───── Article

On Saturday, the women tried to make it a clean sweep for the Bulldogs — and add an outdoor national championship to the national indoor title they won in March — and almost did it, thanks to individual titles from freshman Lynna Irby in the 400 meters and senior Keturah Orji in the long jump and triple jump, her seventh and eighth career titles. But a stunning comeback finish by USC in the 4×400 meters gave the Trojans the team title over Georgia by a single point.
Although the season didn’t end on the perfect note — it seemed destined to at different points over the weekend — UGA still came out of Eugene the ultimate winner in the NCAA track and field world. Taking both men’s and women’s teams into account, Georgia has the best track and field program in the country by a measure of head and shoulders. Georgia’s teams finished the weekend with a combined score of 104. The next-closest school, USC, had 87.

──────────
───── Entries shown

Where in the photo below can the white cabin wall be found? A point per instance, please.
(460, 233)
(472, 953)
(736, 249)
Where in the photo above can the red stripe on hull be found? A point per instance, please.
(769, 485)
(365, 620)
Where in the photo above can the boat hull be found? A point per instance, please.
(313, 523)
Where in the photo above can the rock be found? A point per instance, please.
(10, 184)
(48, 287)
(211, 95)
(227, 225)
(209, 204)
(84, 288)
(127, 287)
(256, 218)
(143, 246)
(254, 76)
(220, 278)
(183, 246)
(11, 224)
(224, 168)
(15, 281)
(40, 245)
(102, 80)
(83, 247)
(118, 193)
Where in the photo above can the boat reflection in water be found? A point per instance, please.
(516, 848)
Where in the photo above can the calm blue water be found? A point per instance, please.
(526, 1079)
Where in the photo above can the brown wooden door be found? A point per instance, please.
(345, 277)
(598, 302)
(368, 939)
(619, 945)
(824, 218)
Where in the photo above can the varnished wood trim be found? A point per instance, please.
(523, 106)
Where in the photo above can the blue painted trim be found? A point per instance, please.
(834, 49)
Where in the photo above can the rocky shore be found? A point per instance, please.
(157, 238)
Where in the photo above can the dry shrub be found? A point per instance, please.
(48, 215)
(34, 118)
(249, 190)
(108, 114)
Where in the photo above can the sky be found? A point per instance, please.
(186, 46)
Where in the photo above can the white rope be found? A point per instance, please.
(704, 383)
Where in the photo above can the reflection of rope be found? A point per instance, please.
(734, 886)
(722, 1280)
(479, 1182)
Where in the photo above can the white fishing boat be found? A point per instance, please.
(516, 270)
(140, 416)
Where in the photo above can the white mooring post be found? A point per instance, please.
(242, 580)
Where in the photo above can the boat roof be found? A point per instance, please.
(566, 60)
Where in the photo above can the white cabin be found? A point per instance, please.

──────────

Task set:
a: Translate this sentence from the track and field article into Spanish: "Georgia’s teams finished the weekend with a combined score of 104."
b: Resize the point coordinates in the entries between the line holding "Where in the photo above can the brown" and the end of the entries, inclusive. Reproduce only those lines, requests included, with each coordinate multiplied by 1.95 and rounded to a whole number, halves up.
The text and the entries have nothing to do with each other.

Solutions to each task:
a: Los equipos de Georgia terminaron el fin de semana con una puntuación combinada de 104.

b:
Where in the photo above can the brown wooden door be found? A point per instance, please.
(673, 540)
(1166, 589)
(718, 1831)
(1207, 1843)
(1607, 425)
Where in the photo above can the varnished wood trim be found? A point per instance, please.
(1020, 207)
Where in the photo above can the blue painted trim be found? A point per instance, please.
(1626, 96)
Where in the photo above can the rocky shore be found? A point per instance, please.
(306, 464)
Where in the photo above can the dry shrub be found? A point per instance, please.
(94, 419)
(66, 230)
(486, 371)
(211, 222)
Where in the photo above can the sky be found? A point per instance, please.
(363, 90)
Where in the photo above can the white rope be found? A point per instance, please.
(1373, 747)
Where in the photo above can the reflection of rope be found? A point per instance, please.
(1431, 1728)
(1408, 2496)
(934, 2305)
Where in the photo above can the white fishing boat be found? A point per instance, please.
(1006, 527)
(273, 811)
Where in the photo above can the white mooring post be found? A point per instance, please.
(472, 1131)
Where in the photo above can the boat roof be found? A point per instance, please.
(1104, 117)
Where in the photo above can the white cabin be found? A point per instance, please.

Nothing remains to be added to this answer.